__WHAT YOU ARE ASKED TO DO__
How many lines of the material contain the string "query"? Reply with the number alone.

# PROVIDED RECORDS start

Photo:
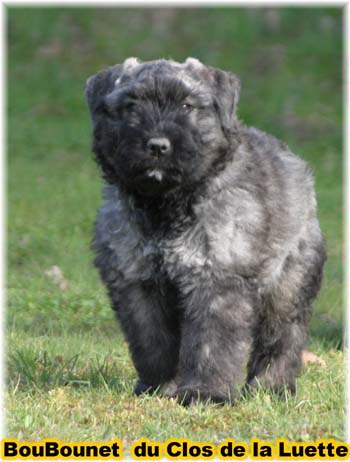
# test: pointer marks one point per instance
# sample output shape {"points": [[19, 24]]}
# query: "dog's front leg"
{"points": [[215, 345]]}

# PROVIDED RECORDS end
# PROVIDED RECORDS start

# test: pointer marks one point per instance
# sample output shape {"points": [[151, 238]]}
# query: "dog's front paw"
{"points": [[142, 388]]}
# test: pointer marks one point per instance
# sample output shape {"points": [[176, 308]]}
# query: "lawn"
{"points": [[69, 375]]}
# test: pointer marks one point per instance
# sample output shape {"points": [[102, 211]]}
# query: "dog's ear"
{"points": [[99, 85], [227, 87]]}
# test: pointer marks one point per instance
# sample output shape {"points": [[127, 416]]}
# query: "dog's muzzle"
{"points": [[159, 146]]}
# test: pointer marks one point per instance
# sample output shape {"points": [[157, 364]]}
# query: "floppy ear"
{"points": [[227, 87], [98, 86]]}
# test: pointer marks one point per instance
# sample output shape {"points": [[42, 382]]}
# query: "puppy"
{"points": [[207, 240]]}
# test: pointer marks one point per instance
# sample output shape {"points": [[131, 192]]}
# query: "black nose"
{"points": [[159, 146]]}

# PROVIDED RECORDS end
# PROVIDED RECORDS start

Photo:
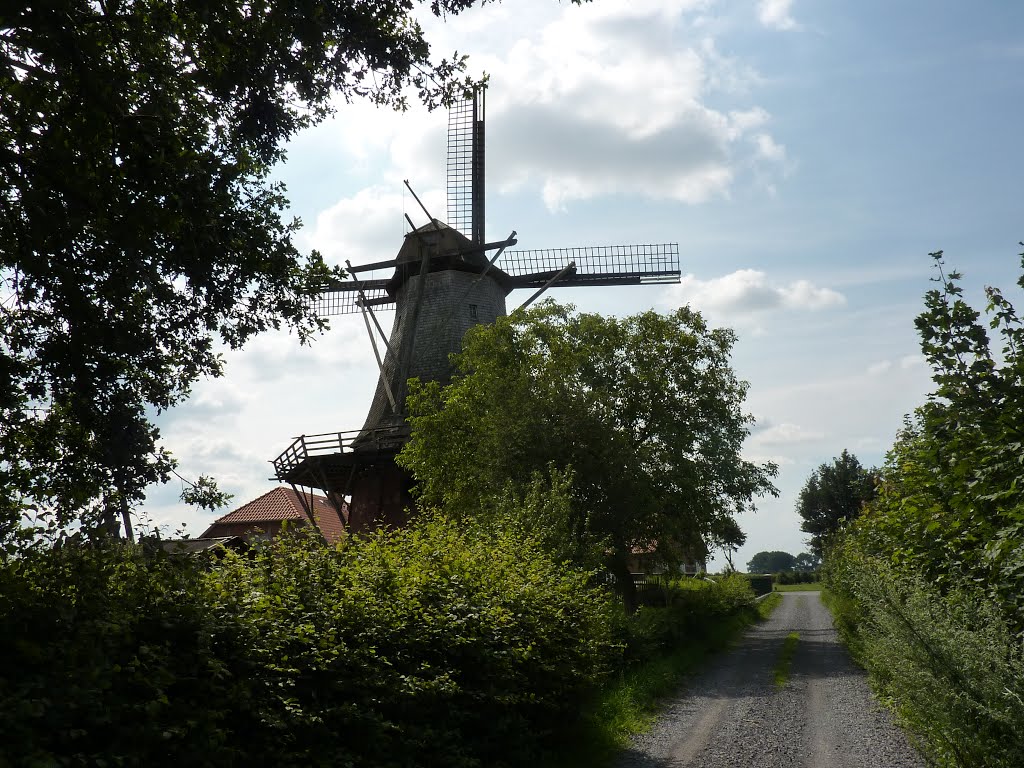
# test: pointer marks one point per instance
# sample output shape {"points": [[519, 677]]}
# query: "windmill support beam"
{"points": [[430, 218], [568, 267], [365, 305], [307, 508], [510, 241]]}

# PROVIDED RECORDS end

__RESULT BELOW__
9